> [Exercise goal]
Collect every line in the data below that contains the word "window", and copy each of those lines out in full.

** Begin Material for the task **

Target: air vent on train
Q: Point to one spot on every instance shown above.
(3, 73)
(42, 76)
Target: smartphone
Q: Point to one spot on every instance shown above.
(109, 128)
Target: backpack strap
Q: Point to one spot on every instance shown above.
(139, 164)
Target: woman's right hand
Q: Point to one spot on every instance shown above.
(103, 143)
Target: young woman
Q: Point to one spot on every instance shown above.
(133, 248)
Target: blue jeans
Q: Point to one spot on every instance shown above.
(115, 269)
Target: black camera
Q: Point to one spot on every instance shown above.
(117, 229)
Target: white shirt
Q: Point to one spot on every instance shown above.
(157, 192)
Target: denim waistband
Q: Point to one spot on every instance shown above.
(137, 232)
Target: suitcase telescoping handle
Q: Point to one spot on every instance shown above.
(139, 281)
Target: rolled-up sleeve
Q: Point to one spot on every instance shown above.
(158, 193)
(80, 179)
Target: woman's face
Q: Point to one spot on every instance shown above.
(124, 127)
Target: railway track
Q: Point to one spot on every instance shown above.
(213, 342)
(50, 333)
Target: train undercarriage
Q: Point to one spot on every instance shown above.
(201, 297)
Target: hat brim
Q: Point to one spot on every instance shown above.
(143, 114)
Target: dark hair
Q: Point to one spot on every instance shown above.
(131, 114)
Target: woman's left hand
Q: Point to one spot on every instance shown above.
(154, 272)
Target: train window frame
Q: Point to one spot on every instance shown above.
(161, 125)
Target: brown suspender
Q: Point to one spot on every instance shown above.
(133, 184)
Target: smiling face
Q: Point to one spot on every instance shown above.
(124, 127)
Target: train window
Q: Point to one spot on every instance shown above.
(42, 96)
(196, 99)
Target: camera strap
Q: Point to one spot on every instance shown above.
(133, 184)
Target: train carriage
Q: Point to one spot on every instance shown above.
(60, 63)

** End Material for the task **
** Begin Material for the task **

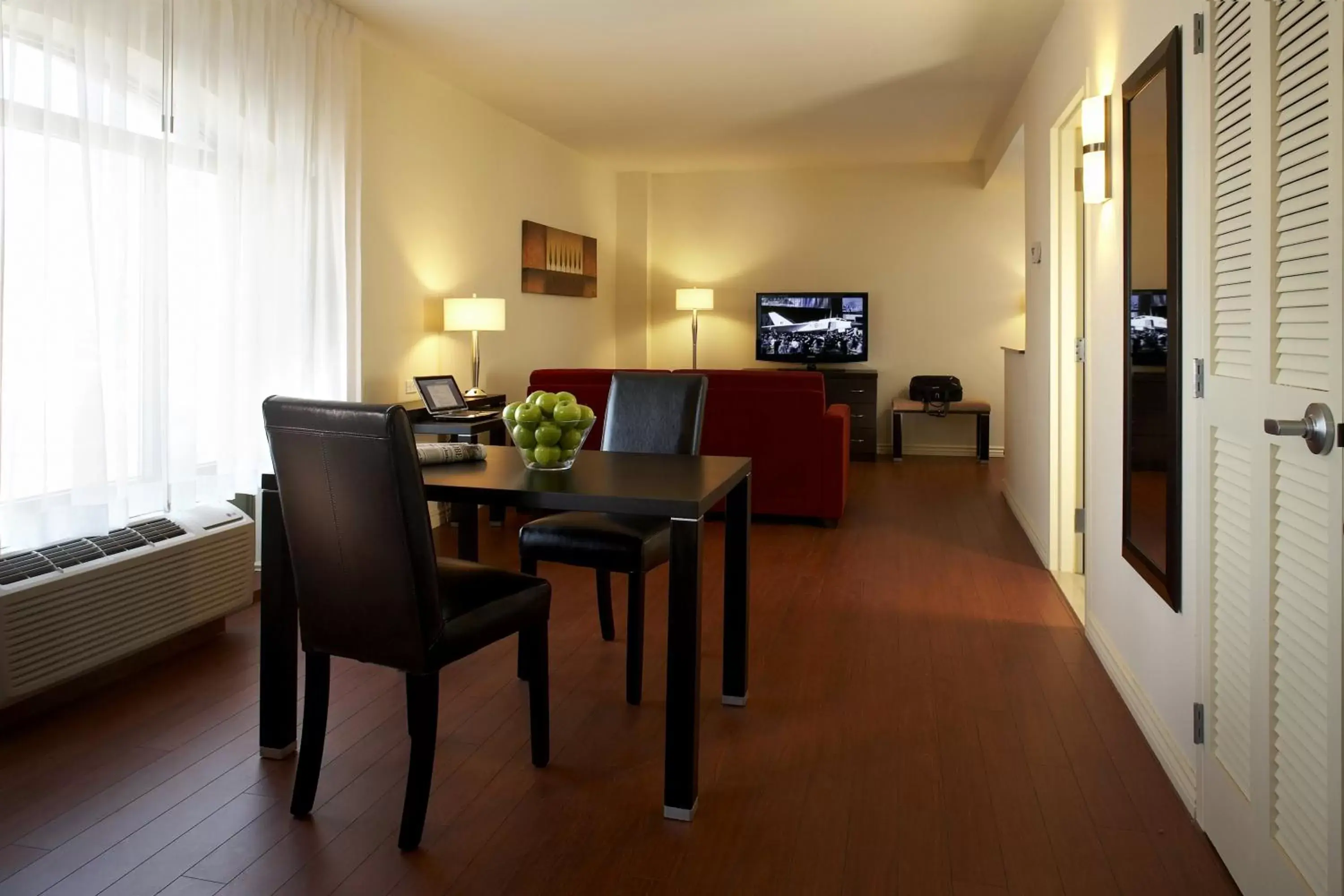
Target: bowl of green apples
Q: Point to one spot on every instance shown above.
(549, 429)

** End Material for the task **
** Begin Material for the task **

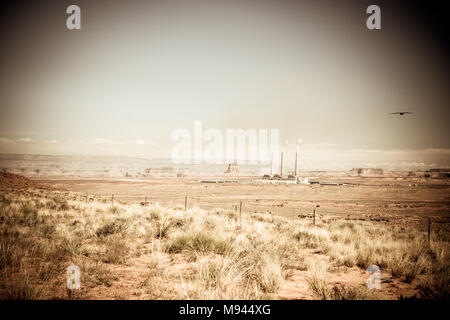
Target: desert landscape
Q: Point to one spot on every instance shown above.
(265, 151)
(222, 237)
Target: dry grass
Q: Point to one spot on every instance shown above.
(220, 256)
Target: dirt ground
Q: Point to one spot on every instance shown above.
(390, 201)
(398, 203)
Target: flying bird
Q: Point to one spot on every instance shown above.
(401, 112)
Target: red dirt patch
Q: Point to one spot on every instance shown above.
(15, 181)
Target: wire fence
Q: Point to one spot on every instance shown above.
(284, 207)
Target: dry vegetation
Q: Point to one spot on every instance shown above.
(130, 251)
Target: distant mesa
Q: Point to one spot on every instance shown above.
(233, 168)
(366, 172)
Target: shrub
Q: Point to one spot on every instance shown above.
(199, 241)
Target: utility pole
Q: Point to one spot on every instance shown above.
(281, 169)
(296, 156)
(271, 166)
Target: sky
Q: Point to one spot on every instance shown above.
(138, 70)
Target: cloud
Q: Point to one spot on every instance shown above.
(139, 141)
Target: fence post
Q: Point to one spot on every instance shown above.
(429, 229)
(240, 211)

** End Material for the task **

> [Solution to the exercise]
Target: train window frame
Target: train window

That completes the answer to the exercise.